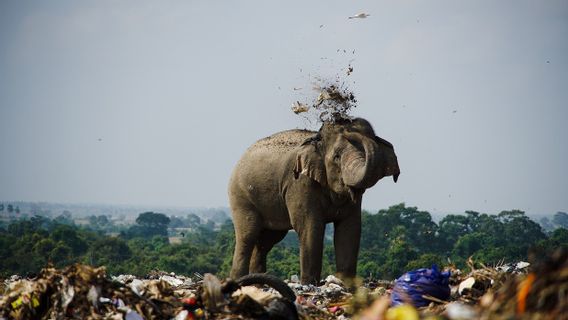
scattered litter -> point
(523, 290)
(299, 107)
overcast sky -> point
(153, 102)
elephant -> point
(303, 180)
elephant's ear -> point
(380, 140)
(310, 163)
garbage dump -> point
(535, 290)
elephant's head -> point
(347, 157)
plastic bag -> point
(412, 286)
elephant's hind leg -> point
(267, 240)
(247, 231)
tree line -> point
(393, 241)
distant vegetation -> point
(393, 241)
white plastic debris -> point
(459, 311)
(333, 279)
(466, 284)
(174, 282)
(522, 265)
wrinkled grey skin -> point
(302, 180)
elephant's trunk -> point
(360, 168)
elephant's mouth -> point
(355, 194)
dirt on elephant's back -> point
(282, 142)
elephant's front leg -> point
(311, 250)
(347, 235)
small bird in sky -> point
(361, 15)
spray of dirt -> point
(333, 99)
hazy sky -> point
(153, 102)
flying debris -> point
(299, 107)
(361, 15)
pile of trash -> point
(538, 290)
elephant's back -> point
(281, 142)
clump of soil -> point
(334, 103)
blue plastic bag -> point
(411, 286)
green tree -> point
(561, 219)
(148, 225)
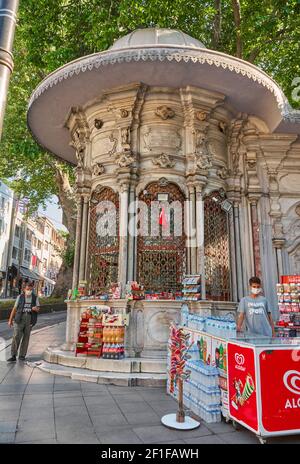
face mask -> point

*Exercise description*:
Every line from the one containing "pile of trash -> point" through the last line of the data is to be retyped exactly, with nothing added and no pictures included.

*Result for this task*:
pile of trash -> point
(538, 290)
elephant's back -> point
(281, 142)
clump of soil -> point
(334, 103)
blue plastic bag -> point
(411, 286)
green tree -> point
(561, 219)
(148, 225)
face mask -> point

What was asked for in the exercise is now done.